_WHAT TO DO_
Look over the entries that follow. Report how many lines contain "rectangular", with nothing else.

_SOURCE RECORDS_
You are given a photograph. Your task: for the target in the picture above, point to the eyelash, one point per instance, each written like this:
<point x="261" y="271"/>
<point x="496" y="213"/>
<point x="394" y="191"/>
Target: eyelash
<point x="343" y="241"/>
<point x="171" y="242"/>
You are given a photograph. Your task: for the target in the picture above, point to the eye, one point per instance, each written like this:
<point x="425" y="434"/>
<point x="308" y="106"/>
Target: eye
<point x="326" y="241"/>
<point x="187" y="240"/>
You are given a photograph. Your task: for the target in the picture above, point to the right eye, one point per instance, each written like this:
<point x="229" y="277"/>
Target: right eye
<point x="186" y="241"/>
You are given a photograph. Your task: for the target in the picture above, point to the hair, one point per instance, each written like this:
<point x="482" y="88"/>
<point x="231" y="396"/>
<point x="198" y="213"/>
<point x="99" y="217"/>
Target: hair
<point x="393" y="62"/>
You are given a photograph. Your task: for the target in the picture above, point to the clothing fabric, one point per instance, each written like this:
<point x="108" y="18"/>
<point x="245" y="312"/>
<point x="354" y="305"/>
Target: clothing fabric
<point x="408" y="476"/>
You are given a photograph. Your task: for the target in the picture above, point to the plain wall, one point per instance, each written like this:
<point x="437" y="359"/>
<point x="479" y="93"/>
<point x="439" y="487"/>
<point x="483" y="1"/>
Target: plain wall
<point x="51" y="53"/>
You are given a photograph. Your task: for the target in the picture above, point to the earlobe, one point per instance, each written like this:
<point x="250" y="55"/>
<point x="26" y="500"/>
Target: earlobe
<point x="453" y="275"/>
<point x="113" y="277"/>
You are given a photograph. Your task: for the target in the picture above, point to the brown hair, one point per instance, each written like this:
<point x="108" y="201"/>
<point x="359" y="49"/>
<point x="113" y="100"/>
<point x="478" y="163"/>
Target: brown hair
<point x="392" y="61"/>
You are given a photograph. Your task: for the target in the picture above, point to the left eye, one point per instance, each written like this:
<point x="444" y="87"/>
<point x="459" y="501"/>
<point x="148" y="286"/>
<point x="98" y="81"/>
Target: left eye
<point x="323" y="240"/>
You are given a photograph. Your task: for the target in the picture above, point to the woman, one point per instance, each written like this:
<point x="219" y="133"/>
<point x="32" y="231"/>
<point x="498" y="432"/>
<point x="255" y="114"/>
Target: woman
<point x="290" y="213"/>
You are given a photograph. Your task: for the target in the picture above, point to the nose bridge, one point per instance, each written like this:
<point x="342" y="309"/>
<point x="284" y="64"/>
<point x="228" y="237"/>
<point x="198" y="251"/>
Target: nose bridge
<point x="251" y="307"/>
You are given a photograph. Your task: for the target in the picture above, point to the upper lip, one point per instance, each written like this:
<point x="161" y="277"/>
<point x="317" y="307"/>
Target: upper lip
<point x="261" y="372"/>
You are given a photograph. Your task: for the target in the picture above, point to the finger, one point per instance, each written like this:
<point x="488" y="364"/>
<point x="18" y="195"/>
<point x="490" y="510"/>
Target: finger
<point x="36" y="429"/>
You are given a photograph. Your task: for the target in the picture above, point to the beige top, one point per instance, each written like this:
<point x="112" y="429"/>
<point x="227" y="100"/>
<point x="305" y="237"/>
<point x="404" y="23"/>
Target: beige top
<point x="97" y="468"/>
* * *
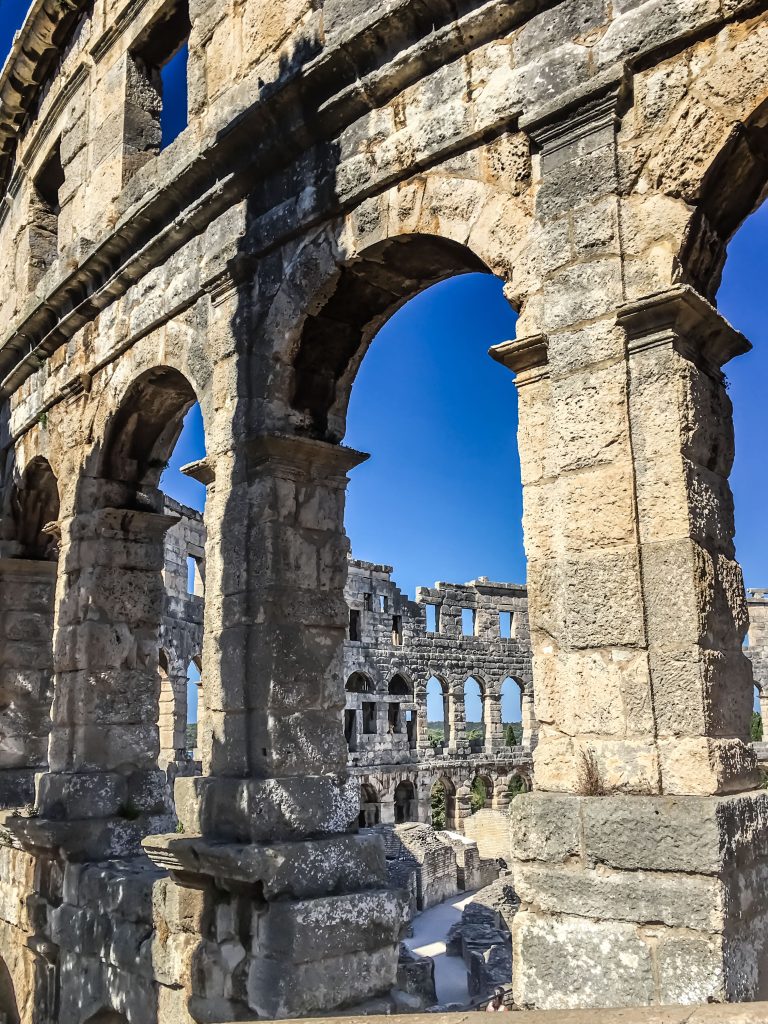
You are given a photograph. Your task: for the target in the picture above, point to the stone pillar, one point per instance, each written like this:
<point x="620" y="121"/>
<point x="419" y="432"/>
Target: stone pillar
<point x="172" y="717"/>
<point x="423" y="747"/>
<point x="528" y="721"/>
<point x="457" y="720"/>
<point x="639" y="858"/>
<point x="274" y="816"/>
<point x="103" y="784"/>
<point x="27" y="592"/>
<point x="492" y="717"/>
==
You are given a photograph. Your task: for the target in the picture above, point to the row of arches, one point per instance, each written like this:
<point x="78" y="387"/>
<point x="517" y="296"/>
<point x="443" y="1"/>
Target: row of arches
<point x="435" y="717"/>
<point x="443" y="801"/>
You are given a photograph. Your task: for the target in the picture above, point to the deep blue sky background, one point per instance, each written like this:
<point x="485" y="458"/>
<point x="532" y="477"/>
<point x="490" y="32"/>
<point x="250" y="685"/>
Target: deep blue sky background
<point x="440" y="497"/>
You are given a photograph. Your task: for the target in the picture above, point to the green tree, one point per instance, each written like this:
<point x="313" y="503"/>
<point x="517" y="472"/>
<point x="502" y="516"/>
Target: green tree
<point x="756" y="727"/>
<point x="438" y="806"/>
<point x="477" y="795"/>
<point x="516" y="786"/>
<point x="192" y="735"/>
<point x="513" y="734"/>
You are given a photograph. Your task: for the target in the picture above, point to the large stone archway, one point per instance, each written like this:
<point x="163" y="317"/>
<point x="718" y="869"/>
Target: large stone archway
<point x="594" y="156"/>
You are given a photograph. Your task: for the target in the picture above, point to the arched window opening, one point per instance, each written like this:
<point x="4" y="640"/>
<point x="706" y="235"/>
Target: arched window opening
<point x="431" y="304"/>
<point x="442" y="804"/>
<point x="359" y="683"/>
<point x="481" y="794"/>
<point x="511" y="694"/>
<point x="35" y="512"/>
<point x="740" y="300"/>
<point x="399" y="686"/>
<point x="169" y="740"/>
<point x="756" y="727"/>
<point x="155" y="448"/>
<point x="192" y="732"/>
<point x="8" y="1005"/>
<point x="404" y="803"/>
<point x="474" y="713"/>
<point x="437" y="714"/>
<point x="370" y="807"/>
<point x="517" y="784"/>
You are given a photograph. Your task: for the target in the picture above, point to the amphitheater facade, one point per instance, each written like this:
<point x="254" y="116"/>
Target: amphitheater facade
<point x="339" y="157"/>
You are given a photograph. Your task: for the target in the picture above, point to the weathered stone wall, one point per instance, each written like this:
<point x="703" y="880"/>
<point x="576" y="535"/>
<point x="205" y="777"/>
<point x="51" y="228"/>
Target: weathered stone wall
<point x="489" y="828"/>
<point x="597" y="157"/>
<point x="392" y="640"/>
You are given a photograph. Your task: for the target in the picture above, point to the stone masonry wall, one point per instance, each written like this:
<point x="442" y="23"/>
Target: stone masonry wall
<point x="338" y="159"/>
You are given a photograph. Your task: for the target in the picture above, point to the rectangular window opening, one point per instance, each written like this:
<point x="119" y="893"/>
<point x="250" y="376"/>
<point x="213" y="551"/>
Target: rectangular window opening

_SOLUTION_
2